■ **Problem**:
An exact retyping of every record is required.
─── Information supplied
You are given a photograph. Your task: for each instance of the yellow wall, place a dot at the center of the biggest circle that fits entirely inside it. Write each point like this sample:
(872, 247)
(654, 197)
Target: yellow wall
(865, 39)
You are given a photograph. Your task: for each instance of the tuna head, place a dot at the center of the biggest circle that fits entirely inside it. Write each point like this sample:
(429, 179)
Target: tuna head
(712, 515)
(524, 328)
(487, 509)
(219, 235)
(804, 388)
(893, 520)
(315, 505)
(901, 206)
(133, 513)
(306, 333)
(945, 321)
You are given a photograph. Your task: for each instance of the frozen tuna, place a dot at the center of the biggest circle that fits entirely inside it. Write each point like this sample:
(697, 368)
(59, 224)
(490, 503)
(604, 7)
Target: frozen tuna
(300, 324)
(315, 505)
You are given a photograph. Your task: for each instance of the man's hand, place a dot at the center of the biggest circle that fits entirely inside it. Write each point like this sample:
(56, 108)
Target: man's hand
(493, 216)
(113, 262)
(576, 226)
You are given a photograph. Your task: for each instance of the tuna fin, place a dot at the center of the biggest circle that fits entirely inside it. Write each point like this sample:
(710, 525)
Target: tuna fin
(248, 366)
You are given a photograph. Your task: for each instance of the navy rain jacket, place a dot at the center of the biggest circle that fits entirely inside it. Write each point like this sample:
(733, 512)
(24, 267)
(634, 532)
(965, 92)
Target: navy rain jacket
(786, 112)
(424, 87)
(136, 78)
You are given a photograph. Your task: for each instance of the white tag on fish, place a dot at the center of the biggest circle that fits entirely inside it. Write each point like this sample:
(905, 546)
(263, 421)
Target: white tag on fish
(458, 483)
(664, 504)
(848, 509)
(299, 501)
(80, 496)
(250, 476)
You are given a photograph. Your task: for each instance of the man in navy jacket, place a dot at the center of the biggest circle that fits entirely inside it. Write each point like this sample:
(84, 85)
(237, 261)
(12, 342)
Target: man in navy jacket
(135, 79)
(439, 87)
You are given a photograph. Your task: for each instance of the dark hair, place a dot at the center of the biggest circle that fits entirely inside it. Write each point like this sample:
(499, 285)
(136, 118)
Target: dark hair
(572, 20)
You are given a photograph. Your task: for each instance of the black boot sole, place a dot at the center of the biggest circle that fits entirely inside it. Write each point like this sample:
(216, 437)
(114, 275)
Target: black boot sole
──────
■ **Task answer**:
You are given a photograph. Your task: for each instance of the yellow wall, place a dot at the center of the biggest circle that fits entirely inside it. Write each point like this sample:
(872, 247)
(654, 197)
Target: yellow wall
(865, 39)
You are given a photograph. Your task: for each instance of the tuna head, place a dot at the center of the biggest circle that fits entirely inside it. Write each point like this sample:
(429, 179)
Target: tuna head
(712, 515)
(524, 328)
(487, 509)
(219, 235)
(804, 388)
(893, 520)
(315, 505)
(901, 206)
(133, 513)
(306, 333)
(945, 321)
You are given a photograph. Your task: for each instance of the frozen tuna, place a dot at the center of the biggest circle that fits entirely inside it. Write each point like this sample:
(697, 368)
(59, 224)
(490, 503)
(604, 7)
Target: frozen tuna
(300, 324)
(315, 505)
You are given a photograph. Your task: for each instance of the man's hand, place a dot at the center of the biggest circle that fits entirely inside it. Write each point like this sample:
(56, 108)
Target: man's hand
(493, 216)
(113, 262)
(576, 226)
You are given a photograph. Your task: for each instance of the tuna fin, place a dot at the center of the biggest circle that fits entirely inside it. Write each point like this sample:
(710, 525)
Target: tuna fin
(248, 366)
You are given a photograph. Your task: for each instance of the navy rain jacket, place a dot at the center of the biggest circle that fits entirely inside it. Write each point like this sample:
(733, 512)
(24, 267)
(634, 532)
(965, 92)
Target: navy rain jacket
(786, 112)
(424, 87)
(136, 78)
You are given a photograph. Your task: for each instance of the white tag on fish, place a dot at the center of the biggest circle that fits entirely inside it. Write each point like this sample:
(905, 546)
(263, 421)
Target: white tag on fish
(458, 483)
(664, 504)
(848, 509)
(299, 501)
(80, 496)
(250, 476)
You are given a photograph. Your task: for each instance of the man in navy jacket, place a dot at the center of the biggest circle that fits entirely inside it. Write each point like this sample:
(84, 85)
(237, 261)
(12, 342)
Target: man in navy jacket
(135, 79)
(439, 87)
You are given a photograph. Your task: for each instance of the dark hair, place a dot at the center of the biggest circle that fits entirely inside it. Write each point like this sample:
(499, 285)
(136, 118)
Target: dark hair
(572, 20)
You are given a photograph. Your task: for each instance of the black boot sole, place a dot at the center of the biggest circle that fits entirely inside it. Write each point like this sample:
(216, 437)
(114, 275)
Target: black boot sole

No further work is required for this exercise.